» **Arbeitsanweisung**
Gib den Abschnitt des Lesetexts wörtlich wieder, der bei den Worten „Bis vor kurzem“ beginnt und nach „Karpfen mal aufgeführt.“ endet.

Wäre mit 10 Kilo "Clarissa's" dabei..

Tl.


----------



## Sea-Trout (3. November 2012)

*AW: Wer macht dieses Jahr ne Boilie Sammelbestellung?*



u-see fischer schrieb:


> Der Luxemburgische Rekordkarpfen ist auf Clarissa Boilie gefangen worden. Clarissa hat auch einige Jahre Boilies für das Label eines namenhaften englischen Karpfenangler hergestellt.


Echt dann muss man die ja unbedingt haben|supergri.


----------



## carpjunkie (3. November 2012)

*AW: Wer macht dieses Jahr ne Boilie Sammelbestellung?*



u-see fischer schrieb:


> Der Luxemburgische Rekordkarpfen ist auf Clarissa Boilie gefangen worden.



Lass mich raten;
da waren sie grade neu auf´n markt? |rolleyes


----------



## Ulxxx Hxxst (3. November 2012)

*AW: Wer macht dieses Jahr ne Boilie Sammelbestellung?*

Bei Clarissa werd ich im Frühjahr 50 Kg bestellen.


----------



## u-see fischer (3. November 2012)

*AW: Wer macht dieses Jahr ne Boilie Sammelbestellung?*



carpjunkie schrieb:


> Lass mich raten;
> da waren sie grade neu auf´n markt? |rolleyes



Clarissa Boilies gibt es seit ca. 22 Jahre, kenne den Hersteller als er noch einen Angelshop in Düsseldorf betrieben hat. 
Bis vor kurzem hat er ausschließlich Boilies für Wiederverkäufer in ganz Europa hergestellt. Seit 2012 bereit er einen Internetshop und verkauft die Boilies auch an Endkunden.

Da ich weiß, das viele hier im Board immer sagen, in einem Boilie für 3,50€ kann ja nichts gescheites drin sein, habe ich das mit dem Lux. rekord Karpfen mal aufgeführt.

» **Vorgegebene Daten**
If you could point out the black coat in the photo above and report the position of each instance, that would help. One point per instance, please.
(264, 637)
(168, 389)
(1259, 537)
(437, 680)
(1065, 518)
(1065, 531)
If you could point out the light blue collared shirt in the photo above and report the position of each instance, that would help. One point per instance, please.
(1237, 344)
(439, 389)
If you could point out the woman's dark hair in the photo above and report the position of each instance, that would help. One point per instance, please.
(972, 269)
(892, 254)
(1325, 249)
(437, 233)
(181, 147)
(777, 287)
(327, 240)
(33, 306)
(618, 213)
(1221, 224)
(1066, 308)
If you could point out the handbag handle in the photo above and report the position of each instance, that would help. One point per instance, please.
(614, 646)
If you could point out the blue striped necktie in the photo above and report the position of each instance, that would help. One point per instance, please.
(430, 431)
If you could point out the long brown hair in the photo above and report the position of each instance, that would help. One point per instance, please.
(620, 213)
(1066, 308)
---
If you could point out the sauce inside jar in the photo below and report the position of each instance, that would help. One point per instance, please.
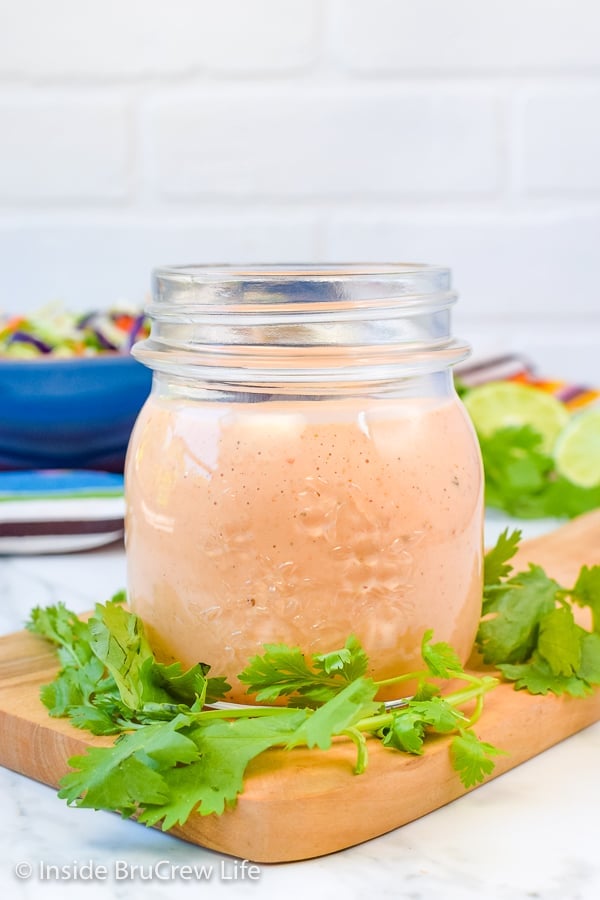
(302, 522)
---
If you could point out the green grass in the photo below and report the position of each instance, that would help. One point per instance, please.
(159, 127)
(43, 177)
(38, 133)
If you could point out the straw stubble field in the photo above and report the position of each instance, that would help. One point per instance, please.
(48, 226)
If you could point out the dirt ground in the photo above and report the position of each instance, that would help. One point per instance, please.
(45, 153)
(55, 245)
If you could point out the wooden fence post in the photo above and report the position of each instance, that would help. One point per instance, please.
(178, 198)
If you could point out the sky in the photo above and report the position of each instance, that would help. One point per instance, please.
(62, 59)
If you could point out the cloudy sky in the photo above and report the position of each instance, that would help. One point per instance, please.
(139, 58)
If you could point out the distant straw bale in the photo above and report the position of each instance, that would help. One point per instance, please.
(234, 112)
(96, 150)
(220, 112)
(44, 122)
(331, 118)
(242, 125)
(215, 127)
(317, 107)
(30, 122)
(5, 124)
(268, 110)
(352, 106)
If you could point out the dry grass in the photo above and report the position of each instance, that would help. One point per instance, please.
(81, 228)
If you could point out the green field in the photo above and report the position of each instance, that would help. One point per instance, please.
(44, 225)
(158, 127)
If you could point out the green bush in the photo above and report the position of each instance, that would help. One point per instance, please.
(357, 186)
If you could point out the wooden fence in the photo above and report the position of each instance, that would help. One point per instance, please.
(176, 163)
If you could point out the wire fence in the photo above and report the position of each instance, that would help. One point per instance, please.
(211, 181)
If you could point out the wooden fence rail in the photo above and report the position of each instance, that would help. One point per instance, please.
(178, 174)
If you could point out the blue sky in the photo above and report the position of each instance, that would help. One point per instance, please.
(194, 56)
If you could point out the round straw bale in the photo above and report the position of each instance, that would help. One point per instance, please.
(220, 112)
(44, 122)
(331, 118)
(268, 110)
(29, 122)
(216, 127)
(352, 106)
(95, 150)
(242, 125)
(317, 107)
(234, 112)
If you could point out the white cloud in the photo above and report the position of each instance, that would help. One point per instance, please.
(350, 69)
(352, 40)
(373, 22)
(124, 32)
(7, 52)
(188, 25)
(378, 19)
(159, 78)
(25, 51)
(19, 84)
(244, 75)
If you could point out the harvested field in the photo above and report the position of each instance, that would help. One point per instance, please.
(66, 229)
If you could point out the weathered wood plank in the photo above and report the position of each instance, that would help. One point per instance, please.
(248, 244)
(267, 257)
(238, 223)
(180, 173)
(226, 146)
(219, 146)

» **Aufgabenlösung**
Bis vor kurzem hat er ausschließlich Boilies für Wiederverkäufer in ganz Europa hergestellt. Seit 2012 bereit er einen Internetshop und verkauft die Boilies auch an Endkunden.

Da ich weiß, das viele hier im Board immer sagen, in einem Boilie für 3,50€ kann ja nichts gescheites drin sein, habe ich das mit dem Lux. rekord Karpfen mal aufgeführt.